## [WORK INSTRUCTION]
Copy word for word the passage of the thread about grooming Stella that begins at "She looks FAB!" and stops after "(Mar 21, 2010)".

*** Opening EXCERPTED TEXT ***

# First time doing the full groom for Stella :-)



## ArreauStandardPoodle (Sep 1, 2009)

Way to go!! Her ears are amazing. What a simple, yet ingenious idea, putting the table in the tub like that! I wish I had thought of that all the years I was kneeling on the floor beside the tub totally wrecking my back! Good thinking. She looks great.


----------



## bigpoodleperson (Jul 14, 2009)

You all did a great job!!! She looks amazing (and so does your bathroom!!)!! Nice fluffy girl for the holiday!


----------



## Birdie (Jun 28, 2009)

Wow she looks excellent!  What a beauty. 
And I'm very jealous of your bathroom lol. I wish I could fit a table in my tub because bathing Desmond is so awkward with the short hose and small tub on the ground.


----------



## spoofly (Jan 20, 2010)

I want that bathroom. 

Dog looks nice too ;]


----------



## Aidan (Mar 4, 2009)

I think you did a fantastic job and you have one beautiful dog!


----------



## Ms Stella (Aug 16, 2010)

Thanks!! We are very proud of the clipping and scissoring. I dont know if you all remember, I posted a month ago..with FRIGHT at the thought of using the clippers after I got them..lol But it is safer than I realized. I was sure we would butcher her pretty little face. As far as the bathroom goes..thanks too! It is very old but very spacious.


----------



## Karma'sACat (Jun 1, 2010)

She looks wonderful! You did a great job! And man, I would kill for your bathroom:biggrin1:


----------



## penny_ann (May 29, 2010)

She looks great! That is one spacious shower!


----------



## MericoX (Apr 19, 2009)

Nice job!
And ingenious grooming table! I think I may have to copy it and save myself some money buying one.


----------



## WonderPup (Oct 26, 2008)

Stella is so pretty! Good job! (Oh and I want your bathroom too lol, ahhh what heaven that would be lol)


----------



## MTWaggin (Nov 17, 2010)

She looks FAB! before and after and I agree with others, I'd kill for that shower! LOL Sterling is up for his bath tomorrow and feels much the same as your girl above!


----------



## macker905 (Mar 21, 2010)

Stella is beautiful, she looks so comfy on your duvet, she is lucky to have you and your husband


----------



## PoodleMomAnew (Dec 22, 2010)

*** Closing EXCERPTED TEXT ***
*** Opening INFORMATION SUPPLIED ***

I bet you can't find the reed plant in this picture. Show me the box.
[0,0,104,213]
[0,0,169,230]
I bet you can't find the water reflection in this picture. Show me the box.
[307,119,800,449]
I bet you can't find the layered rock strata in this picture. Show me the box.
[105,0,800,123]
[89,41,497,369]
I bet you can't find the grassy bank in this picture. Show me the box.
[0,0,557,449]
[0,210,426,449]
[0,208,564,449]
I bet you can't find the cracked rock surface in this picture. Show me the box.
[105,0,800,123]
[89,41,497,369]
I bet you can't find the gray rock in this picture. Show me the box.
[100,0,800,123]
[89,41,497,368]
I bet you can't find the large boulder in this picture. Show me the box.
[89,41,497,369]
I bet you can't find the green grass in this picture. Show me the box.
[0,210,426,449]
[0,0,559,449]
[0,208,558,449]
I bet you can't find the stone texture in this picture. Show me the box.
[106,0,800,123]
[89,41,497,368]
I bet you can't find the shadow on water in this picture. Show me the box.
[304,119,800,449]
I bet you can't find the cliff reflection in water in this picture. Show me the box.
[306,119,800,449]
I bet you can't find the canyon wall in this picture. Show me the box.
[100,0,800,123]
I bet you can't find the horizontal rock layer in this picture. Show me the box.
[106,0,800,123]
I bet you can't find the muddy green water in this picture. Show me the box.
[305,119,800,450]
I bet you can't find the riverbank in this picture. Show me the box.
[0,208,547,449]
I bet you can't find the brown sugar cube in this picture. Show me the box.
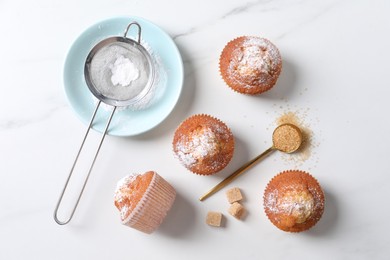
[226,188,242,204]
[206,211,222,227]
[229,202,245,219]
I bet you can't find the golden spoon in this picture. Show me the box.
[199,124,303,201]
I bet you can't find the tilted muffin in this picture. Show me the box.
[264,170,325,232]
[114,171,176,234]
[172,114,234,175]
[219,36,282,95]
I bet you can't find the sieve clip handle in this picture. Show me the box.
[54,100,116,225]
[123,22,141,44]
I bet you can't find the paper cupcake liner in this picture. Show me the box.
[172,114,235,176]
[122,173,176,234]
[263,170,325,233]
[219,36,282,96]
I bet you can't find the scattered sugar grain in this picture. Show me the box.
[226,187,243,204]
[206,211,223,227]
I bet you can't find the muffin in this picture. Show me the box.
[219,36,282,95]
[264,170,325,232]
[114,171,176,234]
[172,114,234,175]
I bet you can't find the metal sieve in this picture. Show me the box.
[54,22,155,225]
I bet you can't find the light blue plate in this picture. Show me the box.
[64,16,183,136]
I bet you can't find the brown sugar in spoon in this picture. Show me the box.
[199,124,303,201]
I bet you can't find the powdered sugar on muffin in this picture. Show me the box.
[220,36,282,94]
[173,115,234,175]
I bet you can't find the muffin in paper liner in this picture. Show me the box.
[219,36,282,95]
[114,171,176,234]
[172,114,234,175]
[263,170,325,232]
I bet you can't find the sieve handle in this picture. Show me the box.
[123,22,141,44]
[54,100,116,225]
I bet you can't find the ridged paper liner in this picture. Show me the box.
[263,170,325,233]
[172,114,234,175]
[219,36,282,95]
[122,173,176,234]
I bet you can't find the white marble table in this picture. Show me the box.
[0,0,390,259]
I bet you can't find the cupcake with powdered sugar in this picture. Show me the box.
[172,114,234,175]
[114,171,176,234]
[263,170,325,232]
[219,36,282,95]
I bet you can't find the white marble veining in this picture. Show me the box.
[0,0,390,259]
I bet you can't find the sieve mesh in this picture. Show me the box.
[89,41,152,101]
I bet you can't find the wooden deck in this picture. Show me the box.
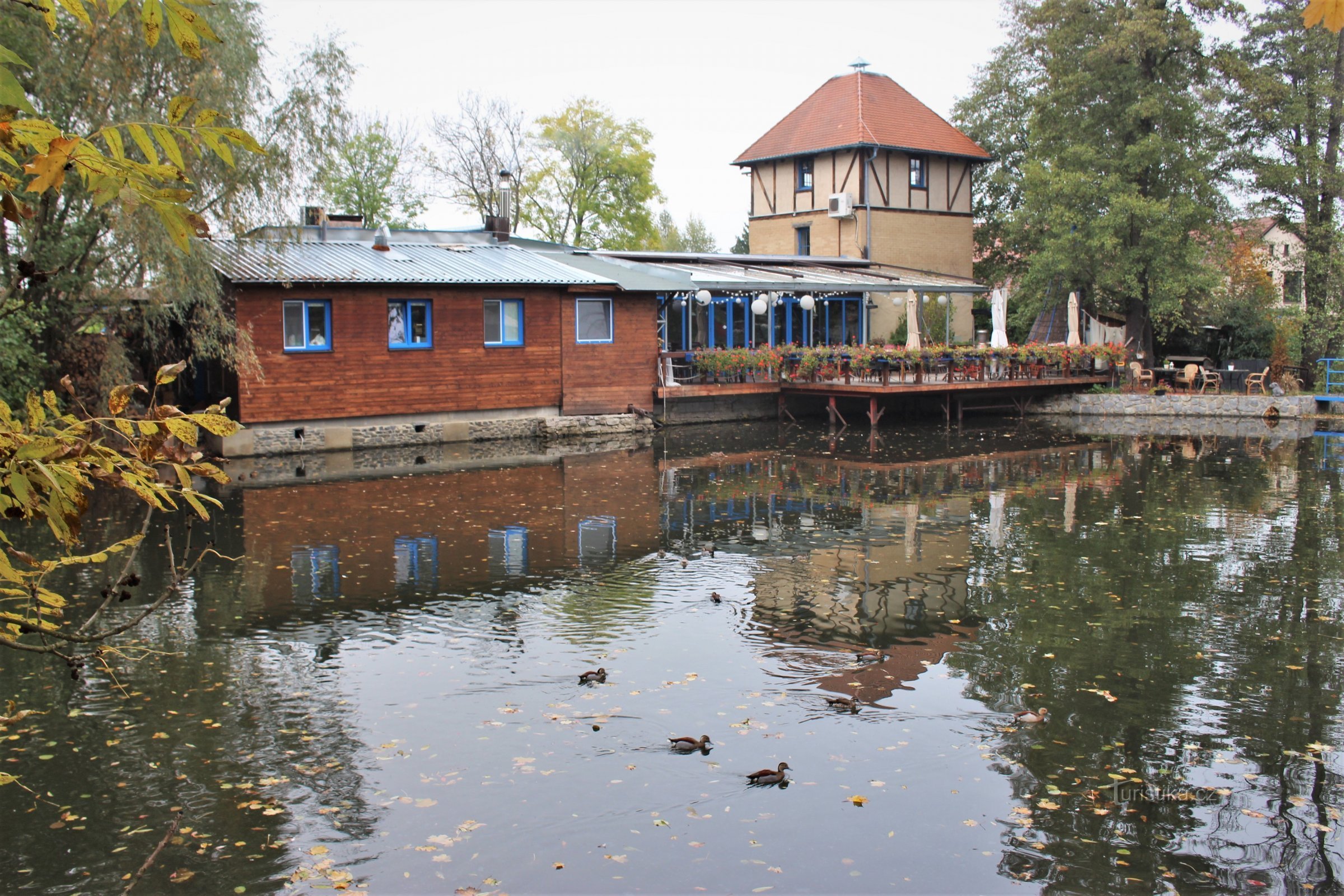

*** Closing INFORMATION SUPPLIED ***
*** Opening INFORMATION SUPPLIED ***

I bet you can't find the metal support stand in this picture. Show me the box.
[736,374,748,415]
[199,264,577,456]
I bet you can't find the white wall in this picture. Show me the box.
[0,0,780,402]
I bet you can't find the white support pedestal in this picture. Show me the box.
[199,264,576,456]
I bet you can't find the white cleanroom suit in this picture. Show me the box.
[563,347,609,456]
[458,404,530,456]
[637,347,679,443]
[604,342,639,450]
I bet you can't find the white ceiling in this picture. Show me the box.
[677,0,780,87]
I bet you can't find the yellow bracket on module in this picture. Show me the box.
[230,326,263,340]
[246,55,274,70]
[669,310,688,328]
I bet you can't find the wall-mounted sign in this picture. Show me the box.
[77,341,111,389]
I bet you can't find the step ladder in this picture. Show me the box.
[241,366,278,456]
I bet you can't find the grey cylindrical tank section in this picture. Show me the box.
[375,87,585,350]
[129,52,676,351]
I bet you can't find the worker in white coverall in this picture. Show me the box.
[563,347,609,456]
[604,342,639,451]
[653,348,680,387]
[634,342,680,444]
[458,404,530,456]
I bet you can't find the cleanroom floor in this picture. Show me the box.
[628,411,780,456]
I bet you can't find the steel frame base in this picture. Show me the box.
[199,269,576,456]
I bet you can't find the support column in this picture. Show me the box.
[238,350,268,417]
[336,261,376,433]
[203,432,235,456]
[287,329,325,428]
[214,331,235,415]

*** Closing INFORMATION SUPPLIED ***

## [SOLUTION FOR THIS TASK]
She looks FAB! before and after and I agree with others, I'd kill for that shower! LOL Sterling is up for his bath tomorrow and feels much the same as your girl above!


----------



## macker905 (Mar 21, 2010)